New Federal Funding Could Improve Opioid Use Disorder Treatment in Correction Facilities
Late last year, the streaming platform Hulu aired the critically-acclaimed 8-part drama miniseries “Dopesick.” The show is based on a non-fiction book about America’s opioid addiction crisis, Oxycodone, and the pharmaceutical company that has promulgated its devastating impact on unsuspecting patients and their physicians.

“Dopesick” tracks the lives of those impacted by the drug. In doing so, the program drew national attention to the dangers of Oxycodone abuse. It also showed the undeniable connection between Opioid Use Disorder (OUD) and criminal conduct. For some, the program brought light to this shocking epidemic. For others, the information was another reminder of the prevalence of opioid addiction and its inseparable connection with the criminal justice system.

According to a report published in the Health and Justice Journal, 2016 survey evidence revealed that 1 in 4 people with an OUD had contact with some part of the criminal justice system in the preceding year. The data also showed that those with criminal justice system involvement had significantly higher rates of OUD than those without criminal justice involvement.

::::::::

▶ [Task instructions]
1) Quote the opioid article word for word, everything from "New Federal Funding" down to "criminal justice system.".
2) According to 2016 survey evidence cited in the opioid article, how many people with an OUD had contact with some part of the criminal justice system in the preceding year?
The rows that follow have nothing to do with the opioid article.

▶ [Provided data]
::::::::

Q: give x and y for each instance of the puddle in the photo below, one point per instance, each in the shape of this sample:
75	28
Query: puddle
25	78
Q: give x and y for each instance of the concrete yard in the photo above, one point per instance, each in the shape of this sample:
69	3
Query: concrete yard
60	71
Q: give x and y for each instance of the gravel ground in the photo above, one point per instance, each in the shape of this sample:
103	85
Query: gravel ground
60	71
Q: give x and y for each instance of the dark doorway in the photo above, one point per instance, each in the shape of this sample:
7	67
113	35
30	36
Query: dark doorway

::::::::

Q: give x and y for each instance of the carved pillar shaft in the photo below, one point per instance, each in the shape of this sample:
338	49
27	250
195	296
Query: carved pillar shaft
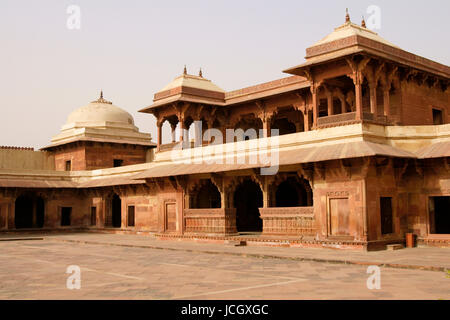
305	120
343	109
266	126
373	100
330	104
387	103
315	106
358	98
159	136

::::::::

▶ [Solutions in order]
1)
New Federal Funding Could Improve Opioid Use Disorder Treatment in Correction Facilities
Late last year, the streaming platform Hulu aired the critically-acclaimed 8-part drama miniseries “Dopesick.” The show is based on a non-fiction book about America’s opioid addiction crisis, Oxycodone, and the pharmaceutical company that has promulgated its devastating impact on unsuspecting patients and their physicians.

“Dopesick” tracks the lives of those impacted by the drug. In doing so, the program drew national attention to the dangers of Oxycodone abuse. It also showed the undeniable connection between Opioid Use Disorder (OUD) and criminal conduct. For some, the program brought light to this shocking epidemic. For others, the information was another reminder of the prevalence of opioid addiction and its inseparable connection with the criminal justice system.

2) 1 in 4